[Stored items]
··········
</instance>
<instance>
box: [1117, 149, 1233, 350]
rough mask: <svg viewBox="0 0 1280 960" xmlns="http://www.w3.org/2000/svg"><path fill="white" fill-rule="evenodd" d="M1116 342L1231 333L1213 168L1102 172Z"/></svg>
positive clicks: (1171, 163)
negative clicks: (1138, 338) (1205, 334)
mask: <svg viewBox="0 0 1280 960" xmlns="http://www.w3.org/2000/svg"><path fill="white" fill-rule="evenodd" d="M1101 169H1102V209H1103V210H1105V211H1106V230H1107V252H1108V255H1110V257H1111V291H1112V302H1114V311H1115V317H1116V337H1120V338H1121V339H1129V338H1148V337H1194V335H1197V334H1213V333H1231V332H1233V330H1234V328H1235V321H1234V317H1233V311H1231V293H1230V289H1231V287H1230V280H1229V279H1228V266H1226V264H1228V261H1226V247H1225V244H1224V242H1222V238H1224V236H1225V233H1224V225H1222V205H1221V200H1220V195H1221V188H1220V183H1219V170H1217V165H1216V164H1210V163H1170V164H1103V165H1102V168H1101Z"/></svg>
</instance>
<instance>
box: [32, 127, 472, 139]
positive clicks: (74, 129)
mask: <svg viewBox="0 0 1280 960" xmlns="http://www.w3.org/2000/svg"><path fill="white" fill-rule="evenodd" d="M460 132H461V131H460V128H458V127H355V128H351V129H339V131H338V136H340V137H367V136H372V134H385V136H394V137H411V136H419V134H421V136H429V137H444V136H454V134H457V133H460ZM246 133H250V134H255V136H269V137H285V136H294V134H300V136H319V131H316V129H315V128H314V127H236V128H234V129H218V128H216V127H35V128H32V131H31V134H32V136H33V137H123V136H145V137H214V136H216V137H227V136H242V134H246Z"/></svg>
··········
Problem to work on
Please transcribe the records above in full, keeping every word.

Response for this exercise
</instance>
<instance>
box: [1117, 149, 1233, 350]
rough mask: <svg viewBox="0 0 1280 960" xmlns="http://www.w3.org/2000/svg"><path fill="white" fill-rule="evenodd" d="M1116 342L1231 333L1213 168L1102 172Z"/></svg>
positive clicks: (1171, 163)
negative clicks: (1138, 338) (1205, 334)
mask: <svg viewBox="0 0 1280 960" xmlns="http://www.w3.org/2000/svg"><path fill="white" fill-rule="evenodd" d="M1101 169H1102V209H1103V210H1105V211H1106V230H1107V252H1108V255H1110V257H1111V291H1112V302H1114V311H1115V317H1116V337H1120V338H1121V339H1129V338H1148V337H1194V335H1197V334H1213V333H1231V332H1233V330H1234V328H1235V321H1234V317H1233V311H1231V293H1230V289H1231V287H1230V280H1229V279H1228V266H1226V264H1228V261H1226V247H1225V244H1224V242H1222V238H1224V236H1225V233H1224V225H1222V205H1221V200H1220V195H1221V188H1220V183H1219V170H1217V165H1216V164H1210V163H1170V164H1103V165H1102V168H1101Z"/></svg>
</instance>
<instance>
box: [32, 127, 472, 139]
positive clicks: (74, 129)
mask: <svg viewBox="0 0 1280 960" xmlns="http://www.w3.org/2000/svg"><path fill="white" fill-rule="evenodd" d="M460 132H461V131H460V128H458V127H355V128H351V129H339V131H338V136H340V137H367V136H372V134H385V136H394V137H411V136H419V134H421V136H429V137H444V136H454V134H457V133H460ZM246 133H250V134H255V136H269V137H285V136H294V134H300V136H319V131H316V129H315V128H314V127H236V128H234V129H218V128H216V127H35V128H32V131H31V134H32V136H33V137H123V136H145V137H214V136H216V137H227V136H242V134H246Z"/></svg>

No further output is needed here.